── Input data ──

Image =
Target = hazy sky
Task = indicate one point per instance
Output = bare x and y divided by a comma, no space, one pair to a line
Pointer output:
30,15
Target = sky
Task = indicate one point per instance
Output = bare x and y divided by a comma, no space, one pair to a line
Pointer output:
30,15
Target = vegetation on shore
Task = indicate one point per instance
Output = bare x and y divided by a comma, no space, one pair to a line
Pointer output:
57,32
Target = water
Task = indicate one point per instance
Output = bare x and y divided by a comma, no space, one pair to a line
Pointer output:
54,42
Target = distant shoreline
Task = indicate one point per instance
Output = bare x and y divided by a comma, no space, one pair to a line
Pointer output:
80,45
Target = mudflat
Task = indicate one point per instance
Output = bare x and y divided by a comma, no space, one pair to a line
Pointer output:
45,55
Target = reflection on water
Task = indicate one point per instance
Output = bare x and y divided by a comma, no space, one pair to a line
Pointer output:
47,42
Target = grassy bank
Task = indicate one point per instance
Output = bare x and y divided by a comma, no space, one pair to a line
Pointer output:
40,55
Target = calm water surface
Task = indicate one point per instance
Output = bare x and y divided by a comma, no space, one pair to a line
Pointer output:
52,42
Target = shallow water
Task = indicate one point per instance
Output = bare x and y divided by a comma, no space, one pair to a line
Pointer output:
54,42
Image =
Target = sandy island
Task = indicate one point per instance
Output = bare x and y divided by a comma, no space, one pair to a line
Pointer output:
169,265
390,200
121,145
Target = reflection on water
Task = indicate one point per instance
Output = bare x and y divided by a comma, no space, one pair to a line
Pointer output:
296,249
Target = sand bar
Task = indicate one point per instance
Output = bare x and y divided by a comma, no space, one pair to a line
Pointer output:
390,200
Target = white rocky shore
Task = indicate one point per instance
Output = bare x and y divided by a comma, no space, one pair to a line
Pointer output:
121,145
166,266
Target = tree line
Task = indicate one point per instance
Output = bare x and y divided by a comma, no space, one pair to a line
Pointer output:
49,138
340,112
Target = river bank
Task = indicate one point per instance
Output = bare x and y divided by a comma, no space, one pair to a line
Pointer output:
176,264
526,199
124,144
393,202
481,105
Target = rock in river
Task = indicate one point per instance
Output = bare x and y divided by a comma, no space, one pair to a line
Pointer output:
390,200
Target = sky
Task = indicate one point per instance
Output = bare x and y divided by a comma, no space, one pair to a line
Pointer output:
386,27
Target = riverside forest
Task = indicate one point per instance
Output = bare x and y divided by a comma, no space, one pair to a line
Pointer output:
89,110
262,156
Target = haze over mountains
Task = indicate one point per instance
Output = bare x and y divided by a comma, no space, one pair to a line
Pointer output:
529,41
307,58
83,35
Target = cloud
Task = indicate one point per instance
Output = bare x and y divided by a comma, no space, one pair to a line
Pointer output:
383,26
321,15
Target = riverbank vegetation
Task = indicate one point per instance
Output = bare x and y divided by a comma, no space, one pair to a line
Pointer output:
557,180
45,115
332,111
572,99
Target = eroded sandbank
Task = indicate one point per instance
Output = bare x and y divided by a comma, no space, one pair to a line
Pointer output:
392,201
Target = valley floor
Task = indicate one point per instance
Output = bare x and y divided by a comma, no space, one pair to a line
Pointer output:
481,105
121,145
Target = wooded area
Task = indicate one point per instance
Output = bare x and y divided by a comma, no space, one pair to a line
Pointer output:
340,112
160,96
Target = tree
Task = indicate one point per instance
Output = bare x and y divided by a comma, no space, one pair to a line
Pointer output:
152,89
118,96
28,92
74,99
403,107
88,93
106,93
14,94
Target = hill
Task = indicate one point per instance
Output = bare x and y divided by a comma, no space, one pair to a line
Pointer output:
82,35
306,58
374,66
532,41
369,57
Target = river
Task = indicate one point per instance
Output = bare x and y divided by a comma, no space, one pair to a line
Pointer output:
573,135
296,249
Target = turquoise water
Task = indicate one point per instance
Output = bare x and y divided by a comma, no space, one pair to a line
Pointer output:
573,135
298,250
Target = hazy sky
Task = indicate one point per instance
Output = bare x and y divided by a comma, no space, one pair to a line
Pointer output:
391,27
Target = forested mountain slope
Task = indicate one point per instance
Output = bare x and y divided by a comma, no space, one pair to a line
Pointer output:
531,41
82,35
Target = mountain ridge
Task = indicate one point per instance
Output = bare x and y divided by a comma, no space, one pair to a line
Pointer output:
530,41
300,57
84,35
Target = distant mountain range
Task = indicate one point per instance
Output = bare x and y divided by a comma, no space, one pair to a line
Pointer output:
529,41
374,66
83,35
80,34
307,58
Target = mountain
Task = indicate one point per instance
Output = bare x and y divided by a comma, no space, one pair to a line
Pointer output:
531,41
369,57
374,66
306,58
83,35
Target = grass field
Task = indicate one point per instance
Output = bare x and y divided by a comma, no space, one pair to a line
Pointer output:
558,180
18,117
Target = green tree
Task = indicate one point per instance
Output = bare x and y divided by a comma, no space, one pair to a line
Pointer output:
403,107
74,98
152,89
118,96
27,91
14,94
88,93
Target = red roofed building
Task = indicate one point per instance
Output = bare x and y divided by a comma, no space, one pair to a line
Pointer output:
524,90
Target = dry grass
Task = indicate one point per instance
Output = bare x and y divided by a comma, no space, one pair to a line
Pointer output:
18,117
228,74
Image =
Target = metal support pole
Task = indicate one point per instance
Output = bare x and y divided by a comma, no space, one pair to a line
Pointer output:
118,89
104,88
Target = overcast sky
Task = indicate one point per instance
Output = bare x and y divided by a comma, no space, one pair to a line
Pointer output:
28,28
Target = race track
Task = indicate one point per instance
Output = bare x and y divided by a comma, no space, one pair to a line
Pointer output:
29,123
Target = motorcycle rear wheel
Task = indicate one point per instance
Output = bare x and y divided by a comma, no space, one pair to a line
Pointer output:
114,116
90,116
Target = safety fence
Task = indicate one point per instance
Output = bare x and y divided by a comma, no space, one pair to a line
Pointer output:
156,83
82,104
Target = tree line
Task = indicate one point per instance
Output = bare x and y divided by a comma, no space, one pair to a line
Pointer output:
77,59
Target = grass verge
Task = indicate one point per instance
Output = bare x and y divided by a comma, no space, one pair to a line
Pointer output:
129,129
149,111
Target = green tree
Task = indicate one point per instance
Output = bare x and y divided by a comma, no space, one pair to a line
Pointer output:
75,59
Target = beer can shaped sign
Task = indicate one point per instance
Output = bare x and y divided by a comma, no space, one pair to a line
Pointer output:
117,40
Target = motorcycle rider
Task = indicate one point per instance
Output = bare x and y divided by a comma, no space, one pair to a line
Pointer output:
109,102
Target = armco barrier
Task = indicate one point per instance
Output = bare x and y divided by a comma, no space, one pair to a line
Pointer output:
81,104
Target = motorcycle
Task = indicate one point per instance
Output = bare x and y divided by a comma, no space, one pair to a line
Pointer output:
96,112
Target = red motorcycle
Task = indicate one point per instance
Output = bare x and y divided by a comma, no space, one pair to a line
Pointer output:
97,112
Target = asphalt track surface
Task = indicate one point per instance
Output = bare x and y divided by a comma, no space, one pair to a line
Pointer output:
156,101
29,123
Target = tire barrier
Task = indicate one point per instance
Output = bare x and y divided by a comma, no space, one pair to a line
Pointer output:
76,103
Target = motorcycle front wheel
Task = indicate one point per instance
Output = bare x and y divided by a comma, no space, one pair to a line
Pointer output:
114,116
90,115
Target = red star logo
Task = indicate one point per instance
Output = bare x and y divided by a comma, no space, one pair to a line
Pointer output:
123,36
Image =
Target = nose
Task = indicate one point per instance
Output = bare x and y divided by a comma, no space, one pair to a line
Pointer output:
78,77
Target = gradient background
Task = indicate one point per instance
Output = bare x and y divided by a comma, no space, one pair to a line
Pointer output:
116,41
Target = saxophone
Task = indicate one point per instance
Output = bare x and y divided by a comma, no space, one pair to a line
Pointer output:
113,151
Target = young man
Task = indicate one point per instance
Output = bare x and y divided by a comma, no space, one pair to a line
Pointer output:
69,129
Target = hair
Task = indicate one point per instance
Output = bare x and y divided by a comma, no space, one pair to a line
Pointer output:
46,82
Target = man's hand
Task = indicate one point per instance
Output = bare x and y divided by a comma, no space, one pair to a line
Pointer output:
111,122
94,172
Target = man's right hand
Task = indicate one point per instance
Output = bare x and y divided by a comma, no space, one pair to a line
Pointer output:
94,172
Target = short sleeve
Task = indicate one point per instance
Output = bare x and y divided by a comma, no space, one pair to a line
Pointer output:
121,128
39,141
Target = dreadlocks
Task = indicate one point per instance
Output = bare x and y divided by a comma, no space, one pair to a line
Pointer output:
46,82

───

Copy each line above containing the string "water".

Target = water
Target = reflection on water
Target = calm water surface
Target = shallow water
Target = reflection on water
Target = turquoise water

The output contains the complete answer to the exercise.